#### EXERCISE BRIEF
Render each line of the rows below as a JSON list of strings, one string per line with blank lines omitted, and keep the pictures out of the result.

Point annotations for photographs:

◇ ◇ ◇ ◇ ◇

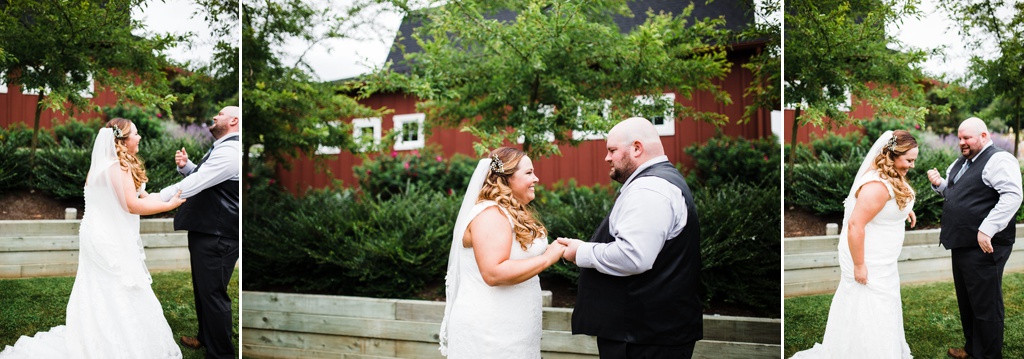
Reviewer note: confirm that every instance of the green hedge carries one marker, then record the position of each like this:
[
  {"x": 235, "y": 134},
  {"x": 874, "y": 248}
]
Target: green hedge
[
  {"x": 821, "y": 186},
  {"x": 333, "y": 241},
  {"x": 728, "y": 160},
  {"x": 347, "y": 242},
  {"x": 390, "y": 175},
  {"x": 14, "y": 169},
  {"x": 64, "y": 156}
]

◇ ◇ ◇ ◇ ◇

#### RESPONSE BELOW
[
  "Reviewer note: confirm that every instance of the green hedge carries one marker, then record the position of each like this:",
  "[",
  "  {\"x\": 235, \"y\": 134},",
  "  {\"x\": 874, \"y\": 248}",
  "]",
  "Target: green hedge",
  "[",
  "  {\"x\": 821, \"y\": 186},",
  "  {\"x\": 333, \"y\": 241},",
  "  {\"x\": 728, \"y\": 160},",
  "  {\"x\": 347, \"y\": 242},",
  "  {\"x\": 390, \"y\": 175},",
  "  {\"x\": 14, \"y\": 169},",
  "  {\"x\": 64, \"y\": 156}",
  "]"
]